Exercise objective
Word for word, restate each entry in the listing below.
Dataset records: Begin
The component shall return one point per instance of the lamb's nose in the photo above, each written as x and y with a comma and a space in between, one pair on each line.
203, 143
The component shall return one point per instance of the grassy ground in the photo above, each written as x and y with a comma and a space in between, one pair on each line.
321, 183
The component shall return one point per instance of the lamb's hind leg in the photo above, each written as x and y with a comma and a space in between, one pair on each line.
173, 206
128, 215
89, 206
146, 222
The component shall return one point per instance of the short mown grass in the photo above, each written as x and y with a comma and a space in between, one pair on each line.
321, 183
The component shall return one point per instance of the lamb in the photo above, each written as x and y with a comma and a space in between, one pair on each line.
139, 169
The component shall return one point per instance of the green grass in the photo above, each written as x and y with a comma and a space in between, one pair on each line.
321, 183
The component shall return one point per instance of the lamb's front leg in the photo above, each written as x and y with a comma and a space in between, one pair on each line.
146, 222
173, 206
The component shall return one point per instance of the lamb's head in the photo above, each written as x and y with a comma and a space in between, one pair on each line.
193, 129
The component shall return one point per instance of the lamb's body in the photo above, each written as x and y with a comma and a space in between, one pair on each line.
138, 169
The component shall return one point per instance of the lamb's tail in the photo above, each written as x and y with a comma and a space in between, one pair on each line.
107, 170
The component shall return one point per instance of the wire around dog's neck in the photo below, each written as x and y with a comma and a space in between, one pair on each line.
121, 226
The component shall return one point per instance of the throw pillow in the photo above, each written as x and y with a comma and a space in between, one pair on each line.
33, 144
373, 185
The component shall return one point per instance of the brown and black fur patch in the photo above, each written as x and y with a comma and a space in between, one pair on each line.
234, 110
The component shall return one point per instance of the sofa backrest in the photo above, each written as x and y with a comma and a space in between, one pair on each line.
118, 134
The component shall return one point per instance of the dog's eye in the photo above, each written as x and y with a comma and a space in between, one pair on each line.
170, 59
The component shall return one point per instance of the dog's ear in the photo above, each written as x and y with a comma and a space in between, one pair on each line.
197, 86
Dataset records: End
Response to the exercise
The component shall return one point per instance of the lamb's nose in the photo above, each written as x and y with a comma and a space in between, one pair on each line.
203, 143
The component shall return one point per instance of the grassy ground in the photo above, each written as x and y with a comma and a space in between, one pair on each line.
321, 183
The component shall return one point per instance of the lamb's hind leg in the photo above, each written as x and y with a comma and a space in between, one pair on each line.
173, 206
128, 215
89, 206
146, 222
The component shall return one point per instance of the short mown grass in the photo above, each written as x and y with a comma and a space in between, one pair on each line.
321, 183
The component shall return one point per instance of the lamb in the photo above, each written as x and y with a comma and a space in between, one pair on each line.
139, 169
The component shall return one point per instance of the green grass in the photo above, each written as x and y with a comma and a space in between, one pair on each line.
321, 183
The component shall return one point per instance of the lamb's front leg in the photo above, each written as x and y with a comma and a space in between, one pair on each line.
146, 222
173, 206
The component shall return one point per instance of the lamb's head in the photo above, each written as x and y with a comma and a space in between, one pair on each line.
193, 129
The component shall return one point per instance of the lamb's body in the photo above, each written as x and y with a comma and a space in between, one pair on each line.
138, 169
The component shall return one point per instance of the lamb's tail in the photo above, each written as x and y with a comma and a space in between, one pair on each line.
107, 170
The component shall return one point per instance of the wire around dog's neck in the photo below, each written as x and y with a comma and a space in between, one pair on each line.
121, 226
The component shall return one point per instance of the throw pillow in the photo above, each written as x and y with a comma and a space in between, one pair on each line.
33, 144
373, 185
The component shall return one point per instance of the brown and black fur patch in the photo above, each written as x and y with a comma and a space in between, one pair on each line.
234, 110
The component shall return one point per instance of the sofa backrest in the photo above, each written as x and y with a comma and a space in between, one pair on each line.
118, 134
The component shall return one point per instance of the dog's eye in the photo above, each written as x and y with a comma and a space in between, one pair on each line.
170, 59
The component shall return one point per instance of the dog's ear in the photo above, each written as x and y with a comma and a space in between, one pair on each line.
197, 86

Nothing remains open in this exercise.